• WHAT THE EXERCISE ASKS
Your response needs to be the data below, retyped exactly.

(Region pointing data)
"""

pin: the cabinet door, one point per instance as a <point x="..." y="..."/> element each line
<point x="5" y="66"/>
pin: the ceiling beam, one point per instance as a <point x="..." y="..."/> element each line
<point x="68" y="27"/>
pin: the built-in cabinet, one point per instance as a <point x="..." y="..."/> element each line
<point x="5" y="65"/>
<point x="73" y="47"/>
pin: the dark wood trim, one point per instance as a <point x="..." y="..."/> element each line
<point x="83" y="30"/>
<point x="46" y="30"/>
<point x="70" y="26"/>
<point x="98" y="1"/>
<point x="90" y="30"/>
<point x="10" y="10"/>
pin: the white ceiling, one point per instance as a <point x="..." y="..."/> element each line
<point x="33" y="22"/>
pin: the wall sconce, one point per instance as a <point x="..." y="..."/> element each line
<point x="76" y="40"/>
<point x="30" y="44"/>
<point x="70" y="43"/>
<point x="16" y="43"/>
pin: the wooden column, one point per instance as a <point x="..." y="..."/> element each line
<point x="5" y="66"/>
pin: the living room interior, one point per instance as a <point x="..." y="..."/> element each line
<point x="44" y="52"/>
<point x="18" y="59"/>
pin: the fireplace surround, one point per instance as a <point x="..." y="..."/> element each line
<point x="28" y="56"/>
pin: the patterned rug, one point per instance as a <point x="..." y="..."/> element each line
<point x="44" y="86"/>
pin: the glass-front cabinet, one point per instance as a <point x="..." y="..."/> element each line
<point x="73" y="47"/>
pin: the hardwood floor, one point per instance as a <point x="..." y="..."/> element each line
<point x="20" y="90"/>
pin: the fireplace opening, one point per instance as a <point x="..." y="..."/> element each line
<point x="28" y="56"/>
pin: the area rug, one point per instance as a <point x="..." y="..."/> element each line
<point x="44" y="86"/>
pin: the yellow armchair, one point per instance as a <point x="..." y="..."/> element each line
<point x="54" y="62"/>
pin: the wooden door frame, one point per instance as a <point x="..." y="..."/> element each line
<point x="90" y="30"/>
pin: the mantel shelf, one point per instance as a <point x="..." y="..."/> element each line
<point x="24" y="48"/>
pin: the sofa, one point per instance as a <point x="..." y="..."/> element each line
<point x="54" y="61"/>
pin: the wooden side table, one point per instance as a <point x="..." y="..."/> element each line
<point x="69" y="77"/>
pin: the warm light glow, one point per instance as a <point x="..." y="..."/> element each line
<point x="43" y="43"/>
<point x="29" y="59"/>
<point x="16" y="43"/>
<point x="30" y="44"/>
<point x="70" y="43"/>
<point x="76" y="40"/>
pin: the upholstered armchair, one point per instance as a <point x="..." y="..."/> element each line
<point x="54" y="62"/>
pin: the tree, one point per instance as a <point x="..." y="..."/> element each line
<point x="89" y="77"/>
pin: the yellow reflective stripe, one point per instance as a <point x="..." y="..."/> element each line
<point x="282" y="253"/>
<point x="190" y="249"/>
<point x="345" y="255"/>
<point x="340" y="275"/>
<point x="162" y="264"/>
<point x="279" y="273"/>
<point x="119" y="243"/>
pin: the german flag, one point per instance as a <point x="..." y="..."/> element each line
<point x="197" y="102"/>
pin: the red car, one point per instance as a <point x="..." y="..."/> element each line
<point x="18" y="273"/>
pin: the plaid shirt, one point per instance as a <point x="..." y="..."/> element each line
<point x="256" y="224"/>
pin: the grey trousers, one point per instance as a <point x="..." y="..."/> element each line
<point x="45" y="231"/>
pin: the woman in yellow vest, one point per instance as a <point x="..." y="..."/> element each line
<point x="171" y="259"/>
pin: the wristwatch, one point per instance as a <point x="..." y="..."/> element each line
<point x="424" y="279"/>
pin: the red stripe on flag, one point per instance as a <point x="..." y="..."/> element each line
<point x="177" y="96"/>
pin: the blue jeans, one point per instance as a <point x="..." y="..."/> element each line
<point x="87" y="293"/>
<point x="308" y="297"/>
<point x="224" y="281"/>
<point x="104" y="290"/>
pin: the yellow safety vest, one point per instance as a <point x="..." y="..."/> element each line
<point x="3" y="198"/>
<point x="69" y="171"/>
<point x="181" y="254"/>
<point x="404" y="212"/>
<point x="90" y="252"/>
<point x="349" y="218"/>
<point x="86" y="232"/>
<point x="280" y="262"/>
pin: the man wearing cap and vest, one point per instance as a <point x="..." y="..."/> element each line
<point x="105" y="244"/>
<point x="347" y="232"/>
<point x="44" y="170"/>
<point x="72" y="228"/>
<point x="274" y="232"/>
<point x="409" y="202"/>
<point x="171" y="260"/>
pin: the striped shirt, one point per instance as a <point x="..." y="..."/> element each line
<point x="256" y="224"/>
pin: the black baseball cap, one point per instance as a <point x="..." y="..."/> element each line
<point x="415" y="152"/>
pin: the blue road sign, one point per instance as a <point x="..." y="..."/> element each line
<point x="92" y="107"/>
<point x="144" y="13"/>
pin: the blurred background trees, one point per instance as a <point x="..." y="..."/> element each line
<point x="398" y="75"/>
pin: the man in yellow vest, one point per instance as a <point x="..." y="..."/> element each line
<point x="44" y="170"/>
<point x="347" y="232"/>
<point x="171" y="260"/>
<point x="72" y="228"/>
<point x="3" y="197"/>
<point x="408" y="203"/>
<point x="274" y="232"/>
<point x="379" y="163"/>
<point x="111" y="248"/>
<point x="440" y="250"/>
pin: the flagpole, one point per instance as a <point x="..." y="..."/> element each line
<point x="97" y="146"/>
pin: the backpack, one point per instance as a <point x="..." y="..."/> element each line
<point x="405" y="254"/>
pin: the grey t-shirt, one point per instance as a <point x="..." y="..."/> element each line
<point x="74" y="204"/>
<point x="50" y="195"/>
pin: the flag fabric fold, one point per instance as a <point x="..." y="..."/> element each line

"""

• PROBLEM SOLUTION
pin: the cabinet door, one point per instance as a <point x="..." y="..."/> element each line
<point x="5" y="66"/>
pin: the ceiling beam, one point per instance as a <point x="..." y="..."/> element each line
<point x="68" y="27"/>
pin: the built-in cabinet, one point per instance as a <point x="..." y="..."/> element each line
<point x="5" y="65"/>
<point x="73" y="47"/>
pin: the dark wood trim, one point per instance as a <point x="..." y="..."/> element each line
<point x="83" y="30"/>
<point x="46" y="30"/>
<point x="70" y="26"/>
<point x="98" y="1"/>
<point x="90" y="30"/>
<point x="10" y="10"/>
pin: the white ceiling, one point per instance as a <point x="..." y="..."/> element each line
<point x="33" y="22"/>
pin: the wall sconce, one point per instance as a <point x="..." y="..."/> element each line
<point x="76" y="40"/>
<point x="30" y="44"/>
<point x="70" y="43"/>
<point x="16" y="43"/>
pin: the wooden column, one point per instance as a <point x="..." y="..."/> element each line
<point x="5" y="66"/>
pin: the living room interior, one point per instance as a <point x="..." y="..."/> element each line
<point x="44" y="52"/>
<point x="18" y="59"/>
pin: the fireplace surround, one point per instance as a <point x="..." y="..."/> element each line
<point x="28" y="56"/>
pin: the patterned rug, one point per instance as a <point x="..." y="..."/> element each line
<point x="44" y="86"/>
pin: the glass-front cabinet, one point per instance as a <point x="..." y="..."/> element each line
<point x="73" y="47"/>
pin: the hardwood floor, one point per instance as a <point x="..." y="..."/> element each line
<point x="20" y="90"/>
pin: the fireplace opening, one point per instance as a <point x="..." y="..."/> element each line
<point x="28" y="56"/>
pin: the area rug, one point per instance as a <point x="..." y="..."/> element each line
<point x="44" y="86"/>
pin: the yellow armchair, one point per instance as a <point x="..." y="..."/> element each line
<point x="54" y="62"/>
pin: the wooden door frame, one point per instance as a <point x="..." y="..."/> element each line
<point x="90" y="30"/>
pin: the mantel shelf, one point per instance as a <point x="..." y="..."/> element each line
<point x="24" y="48"/>
pin: the sofa, one point per instance as a <point x="..." y="..."/> element each line
<point x="54" y="61"/>
pin: the wooden side table, one point per instance as a <point x="..." y="..."/> element each line
<point x="69" y="77"/>
pin: the warm light glow, one point per instance as a <point x="..." y="..."/> element each line
<point x="43" y="43"/>
<point x="29" y="59"/>
<point x="16" y="43"/>
<point x="30" y="44"/>
<point x="70" y="43"/>
<point x="76" y="40"/>
pin: the upholstered armchair, one point per instance as a <point x="..." y="..."/> element each line
<point x="54" y="62"/>
pin: the tree, one point per instance as a <point x="..." y="..."/> element each line
<point x="89" y="77"/>
pin: the yellow reflective stripe, one point per instance as a <point x="..." y="..."/> element each line
<point x="282" y="253"/>
<point x="190" y="249"/>
<point x="345" y="255"/>
<point x="340" y="275"/>
<point x="162" y="264"/>
<point x="279" y="273"/>
<point x="119" y="243"/>
pin: the german flag, one point per instance as a <point x="..." y="..."/> element each line
<point x="197" y="102"/>
pin: the red car, one point per instance as a <point x="..." y="..."/> element each line
<point x="18" y="273"/>
pin: the plaid shirt, one point per instance as a <point x="..." y="..."/> element each line
<point x="256" y="224"/>
pin: the grey trousers, one point per instance as a <point x="..." y="..."/> element each line
<point x="45" y="231"/>
pin: the woman in yellow vest, one point per instance as a <point x="..." y="..."/> element each line
<point x="171" y="259"/>
pin: the wristwatch, one point per instance as a <point x="..." y="..."/> element each line
<point x="424" y="279"/>
pin: the red stripe on flag, one point per instance as a <point x="..." y="..."/> element each line
<point x="177" y="96"/>
pin: the blue jeans, one point per instance as a <point x="..." y="..."/> element each line
<point x="87" y="293"/>
<point x="308" y="297"/>
<point x="224" y="281"/>
<point x="104" y="290"/>
pin: the yellow safety vest, one point per instance as a <point x="..." y="..."/> element each line
<point x="3" y="198"/>
<point x="69" y="171"/>
<point x="181" y="254"/>
<point x="404" y="212"/>
<point x="90" y="252"/>
<point x="349" y="218"/>
<point x="86" y="232"/>
<point x="280" y="262"/>
pin: the man wearing cap and vest, one point per instance as a <point x="..." y="..."/> element each line
<point x="105" y="244"/>
<point x="347" y="232"/>
<point x="44" y="170"/>
<point x="72" y="228"/>
<point x="274" y="232"/>
<point x="409" y="202"/>
<point x="171" y="260"/>
pin: the striped shirt, one point per instance as a <point x="..." y="..."/> element each line
<point x="256" y="224"/>
pin: the black baseball cap, one point per instance as a <point x="..." y="..."/> element each line
<point x="415" y="152"/>
pin: the blue road sign, one point per instance as a <point x="..." y="..."/> element each line
<point x="92" y="107"/>
<point x="144" y="13"/>
pin: the blurred background trees, one point per instance as a <point x="..." y="..."/> element each line
<point x="398" y="75"/>
pin: the man in yellow vest, one point per instance as a <point x="..." y="..."/> element each line
<point x="44" y="170"/>
<point x="347" y="232"/>
<point x="171" y="260"/>
<point x="72" y="228"/>
<point x="3" y="197"/>
<point x="408" y="203"/>
<point x="274" y="232"/>
<point x="379" y="163"/>
<point x="111" y="248"/>
<point x="440" y="250"/>
pin: the flagpole, one point per instance as a <point x="..." y="..."/> element each line
<point x="97" y="146"/>
pin: the backpack, one point per instance as a <point x="..." y="..."/> element each line
<point x="405" y="254"/>
pin: the grey t-shirt, one point per instance as a <point x="..." y="..."/> element each line
<point x="74" y="204"/>
<point x="50" y="195"/>
pin: the flag fabric fold, one point per instance as a <point x="..." y="..."/> element each line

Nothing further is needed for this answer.